▶ **GIVEN RECORDS**
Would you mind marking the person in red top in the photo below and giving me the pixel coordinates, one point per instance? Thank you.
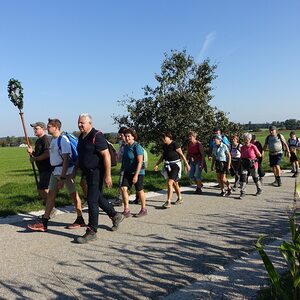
(249, 163)
(195, 157)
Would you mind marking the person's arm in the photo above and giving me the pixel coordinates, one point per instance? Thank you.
(107, 167)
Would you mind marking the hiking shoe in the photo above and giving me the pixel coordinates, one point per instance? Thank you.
(167, 204)
(117, 219)
(79, 222)
(259, 191)
(126, 213)
(222, 194)
(179, 201)
(38, 226)
(142, 213)
(89, 236)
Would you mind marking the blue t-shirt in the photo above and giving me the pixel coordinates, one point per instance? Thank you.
(129, 159)
(220, 152)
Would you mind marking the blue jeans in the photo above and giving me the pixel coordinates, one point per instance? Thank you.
(95, 198)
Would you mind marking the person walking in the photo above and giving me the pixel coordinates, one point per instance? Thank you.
(60, 176)
(195, 158)
(221, 161)
(134, 172)
(40, 156)
(95, 163)
(171, 156)
(249, 164)
(276, 144)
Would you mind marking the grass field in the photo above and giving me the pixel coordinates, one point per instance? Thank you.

▶ **YOUR OBJECTIVE**
Nothing but an exact copy of the data above, minus its pictures, should appear in the response.

▶ **TASK RESULT**
Would you mind marking the person in red top in the photo below and giving me the pixel coordinates, one point per instance? Thank you.
(249, 163)
(195, 157)
Would you mind marking the person's arm in the photo above and giving me the pixel coordinates, one point per instance? Thank you.
(107, 167)
Would you mind marking the hiking shoe in the photo above and giving me the pixel coordinates, one point per instance? Thank you.
(167, 204)
(117, 219)
(79, 222)
(259, 191)
(126, 213)
(222, 194)
(179, 201)
(38, 226)
(142, 213)
(89, 236)
Would you mind marking the blue t-shirt in the photo above and giving me the pixel coordinates, one point per instance? Thank you.
(129, 159)
(220, 152)
Would you mind marking the blue jeans in the photo above and giving me the pixel coordinates, one point per instance? Thank you.
(95, 198)
Would you mind marking the person walking in the photo above and giving me the pixel coordinates, one point per instance? Thank you.
(60, 176)
(195, 158)
(221, 161)
(134, 172)
(40, 156)
(95, 163)
(171, 156)
(249, 164)
(276, 144)
Would you mind marking the grass field in the photo above and giving me the pixel coordinates, one point per instance? Thank you.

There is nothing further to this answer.